[What is needed] Copy every line in the rows below that contains the string "sign". Case counts, so match only that exact capitalization.
^^^^
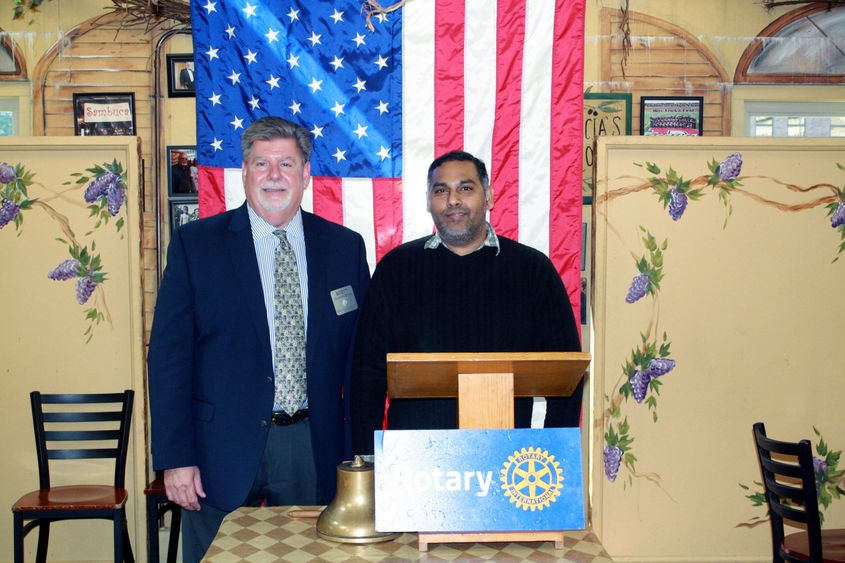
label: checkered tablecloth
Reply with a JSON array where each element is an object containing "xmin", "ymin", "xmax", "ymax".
[{"xmin": 203, "ymin": 506, "xmax": 613, "ymax": 563}]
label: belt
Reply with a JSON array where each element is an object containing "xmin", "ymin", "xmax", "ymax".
[{"xmin": 271, "ymin": 409, "xmax": 308, "ymax": 426}]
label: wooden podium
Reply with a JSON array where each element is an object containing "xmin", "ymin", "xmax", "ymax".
[{"xmin": 387, "ymin": 352, "xmax": 590, "ymax": 551}]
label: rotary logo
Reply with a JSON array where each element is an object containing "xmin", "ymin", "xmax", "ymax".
[{"xmin": 501, "ymin": 447, "xmax": 563, "ymax": 512}]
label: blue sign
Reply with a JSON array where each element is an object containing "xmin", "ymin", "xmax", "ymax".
[{"xmin": 375, "ymin": 428, "xmax": 584, "ymax": 532}]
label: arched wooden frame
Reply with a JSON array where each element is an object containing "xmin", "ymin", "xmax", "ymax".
[
  {"xmin": 734, "ymin": 3, "xmax": 845, "ymax": 84},
  {"xmin": 0, "ymin": 31, "xmax": 27, "ymax": 80},
  {"xmin": 601, "ymin": 8, "xmax": 731, "ymax": 135}
]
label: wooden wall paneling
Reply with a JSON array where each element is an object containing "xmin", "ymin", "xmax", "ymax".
[
  {"xmin": 33, "ymin": 18, "xmax": 189, "ymax": 555},
  {"xmin": 601, "ymin": 8, "xmax": 731, "ymax": 135}
]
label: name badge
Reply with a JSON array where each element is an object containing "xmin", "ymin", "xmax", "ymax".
[{"xmin": 330, "ymin": 285, "xmax": 358, "ymax": 316}]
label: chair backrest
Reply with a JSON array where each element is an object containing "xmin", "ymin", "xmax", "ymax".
[
  {"xmin": 754, "ymin": 422, "xmax": 822, "ymax": 562},
  {"xmin": 30, "ymin": 389, "xmax": 135, "ymax": 489}
]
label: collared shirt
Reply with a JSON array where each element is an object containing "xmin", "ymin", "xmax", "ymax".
[
  {"xmin": 423, "ymin": 223, "xmax": 501, "ymax": 256},
  {"xmin": 246, "ymin": 204, "xmax": 308, "ymax": 378}
]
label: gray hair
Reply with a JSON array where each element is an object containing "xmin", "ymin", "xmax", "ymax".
[
  {"xmin": 427, "ymin": 151, "xmax": 490, "ymax": 197},
  {"xmin": 241, "ymin": 115, "xmax": 311, "ymax": 164}
]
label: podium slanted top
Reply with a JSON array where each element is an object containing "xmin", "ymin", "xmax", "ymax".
[{"xmin": 387, "ymin": 352, "xmax": 591, "ymax": 399}]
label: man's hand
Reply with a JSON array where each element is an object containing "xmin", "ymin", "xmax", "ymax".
[{"xmin": 164, "ymin": 465, "xmax": 205, "ymax": 510}]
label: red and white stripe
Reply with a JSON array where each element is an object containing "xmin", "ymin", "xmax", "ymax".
[{"xmin": 200, "ymin": 0, "xmax": 584, "ymax": 326}]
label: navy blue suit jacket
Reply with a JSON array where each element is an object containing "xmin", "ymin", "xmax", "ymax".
[{"xmin": 148, "ymin": 204, "xmax": 369, "ymax": 510}]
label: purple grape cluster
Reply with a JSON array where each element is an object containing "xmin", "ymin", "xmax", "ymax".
[
  {"xmin": 719, "ymin": 152, "xmax": 742, "ymax": 182},
  {"xmin": 645, "ymin": 358, "xmax": 675, "ymax": 377},
  {"xmin": 0, "ymin": 162, "xmax": 18, "ymax": 184},
  {"xmin": 106, "ymin": 182, "xmax": 124, "ymax": 217},
  {"xmin": 628, "ymin": 370, "xmax": 651, "ymax": 404},
  {"xmin": 47, "ymin": 258, "xmax": 79, "ymax": 281},
  {"xmin": 604, "ymin": 446, "xmax": 622, "ymax": 481},
  {"xmin": 0, "ymin": 199, "xmax": 21, "ymax": 229},
  {"xmin": 84, "ymin": 171, "xmax": 120, "ymax": 207},
  {"xmin": 625, "ymin": 274, "xmax": 651, "ymax": 303},
  {"xmin": 76, "ymin": 270, "xmax": 97, "ymax": 305},
  {"xmin": 830, "ymin": 201, "xmax": 845, "ymax": 229},
  {"xmin": 813, "ymin": 456, "xmax": 829, "ymax": 496},
  {"xmin": 669, "ymin": 192, "xmax": 688, "ymax": 221}
]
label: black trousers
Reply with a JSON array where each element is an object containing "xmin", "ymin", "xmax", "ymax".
[{"xmin": 182, "ymin": 420, "xmax": 317, "ymax": 563}]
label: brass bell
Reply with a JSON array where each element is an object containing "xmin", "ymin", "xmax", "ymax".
[{"xmin": 317, "ymin": 455, "xmax": 400, "ymax": 543}]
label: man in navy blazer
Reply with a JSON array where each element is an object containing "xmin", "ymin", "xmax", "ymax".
[{"xmin": 148, "ymin": 117, "xmax": 369, "ymax": 561}]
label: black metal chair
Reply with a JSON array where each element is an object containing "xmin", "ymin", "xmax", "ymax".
[
  {"xmin": 12, "ymin": 390, "xmax": 135, "ymax": 563},
  {"xmin": 754, "ymin": 422, "xmax": 845, "ymax": 563}
]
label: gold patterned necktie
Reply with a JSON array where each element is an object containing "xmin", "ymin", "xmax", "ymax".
[{"xmin": 273, "ymin": 229, "xmax": 306, "ymax": 415}]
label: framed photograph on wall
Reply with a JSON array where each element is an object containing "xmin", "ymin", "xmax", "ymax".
[
  {"xmin": 640, "ymin": 96, "xmax": 704, "ymax": 137},
  {"xmin": 170, "ymin": 199, "xmax": 200, "ymax": 233},
  {"xmin": 167, "ymin": 53, "xmax": 195, "ymax": 98},
  {"xmin": 581, "ymin": 92, "xmax": 631, "ymax": 203},
  {"xmin": 165, "ymin": 145, "xmax": 199, "ymax": 198},
  {"xmin": 73, "ymin": 92, "xmax": 135, "ymax": 137}
]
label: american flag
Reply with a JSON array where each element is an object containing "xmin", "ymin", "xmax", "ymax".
[{"xmin": 191, "ymin": 0, "xmax": 584, "ymax": 326}]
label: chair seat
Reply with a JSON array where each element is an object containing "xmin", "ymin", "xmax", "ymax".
[
  {"xmin": 12, "ymin": 485, "xmax": 129, "ymax": 512},
  {"xmin": 783, "ymin": 528, "xmax": 845, "ymax": 563}
]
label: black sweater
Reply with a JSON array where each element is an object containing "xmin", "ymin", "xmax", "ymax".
[{"xmin": 350, "ymin": 236, "xmax": 582, "ymax": 454}]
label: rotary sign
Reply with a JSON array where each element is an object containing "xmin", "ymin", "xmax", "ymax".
[{"xmin": 375, "ymin": 428, "xmax": 584, "ymax": 532}]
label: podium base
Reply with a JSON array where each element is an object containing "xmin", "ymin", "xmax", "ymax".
[{"xmin": 418, "ymin": 530, "xmax": 563, "ymax": 551}]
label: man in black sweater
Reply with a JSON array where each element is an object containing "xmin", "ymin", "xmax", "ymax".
[{"xmin": 350, "ymin": 151, "xmax": 583, "ymax": 454}]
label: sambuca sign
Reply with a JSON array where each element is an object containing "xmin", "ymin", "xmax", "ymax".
[{"xmin": 375, "ymin": 428, "xmax": 584, "ymax": 532}]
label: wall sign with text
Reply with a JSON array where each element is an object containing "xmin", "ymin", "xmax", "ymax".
[
  {"xmin": 375, "ymin": 428, "xmax": 585, "ymax": 532},
  {"xmin": 581, "ymin": 92, "xmax": 631, "ymax": 203}
]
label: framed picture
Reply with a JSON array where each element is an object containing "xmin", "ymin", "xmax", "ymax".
[
  {"xmin": 73, "ymin": 92, "xmax": 135, "ymax": 136},
  {"xmin": 581, "ymin": 92, "xmax": 631, "ymax": 203},
  {"xmin": 165, "ymin": 145, "xmax": 199, "ymax": 198},
  {"xmin": 167, "ymin": 53, "xmax": 195, "ymax": 98},
  {"xmin": 170, "ymin": 199, "xmax": 200, "ymax": 233},
  {"xmin": 640, "ymin": 96, "xmax": 704, "ymax": 137}
]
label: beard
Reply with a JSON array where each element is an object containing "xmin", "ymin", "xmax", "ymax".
[{"xmin": 434, "ymin": 215, "xmax": 487, "ymax": 247}]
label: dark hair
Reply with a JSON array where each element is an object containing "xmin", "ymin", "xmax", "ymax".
[
  {"xmin": 427, "ymin": 151, "xmax": 490, "ymax": 196},
  {"xmin": 241, "ymin": 115, "xmax": 311, "ymax": 164}
]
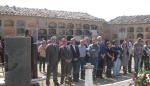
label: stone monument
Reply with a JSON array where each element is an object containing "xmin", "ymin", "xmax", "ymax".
[
  {"xmin": 84, "ymin": 63, "xmax": 94, "ymax": 86},
  {"xmin": 5, "ymin": 37, "xmax": 31, "ymax": 86}
]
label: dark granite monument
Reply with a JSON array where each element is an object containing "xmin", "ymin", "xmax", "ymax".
[{"xmin": 5, "ymin": 37, "xmax": 31, "ymax": 86}]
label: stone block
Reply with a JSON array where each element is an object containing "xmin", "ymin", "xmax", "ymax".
[{"xmin": 5, "ymin": 37, "xmax": 31, "ymax": 86}]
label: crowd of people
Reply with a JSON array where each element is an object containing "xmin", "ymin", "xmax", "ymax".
[
  {"xmin": 38, "ymin": 36, "xmax": 150, "ymax": 86},
  {"xmin": 0, "ymin": 32, "xmax": 150, "ymax": 86}
]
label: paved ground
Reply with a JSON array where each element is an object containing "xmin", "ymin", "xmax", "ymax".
[
  {"xmin": 0, "ymin": 62, "xmax": 135, "ymax": 86},
  {"xmin": 38, "ymin": 62, "xmax": 132, "ymax": 86}
]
^^^^
[Exercise answer]
label: blue sign
label: rotary sign
label: sambuca sign
label: wall sign with text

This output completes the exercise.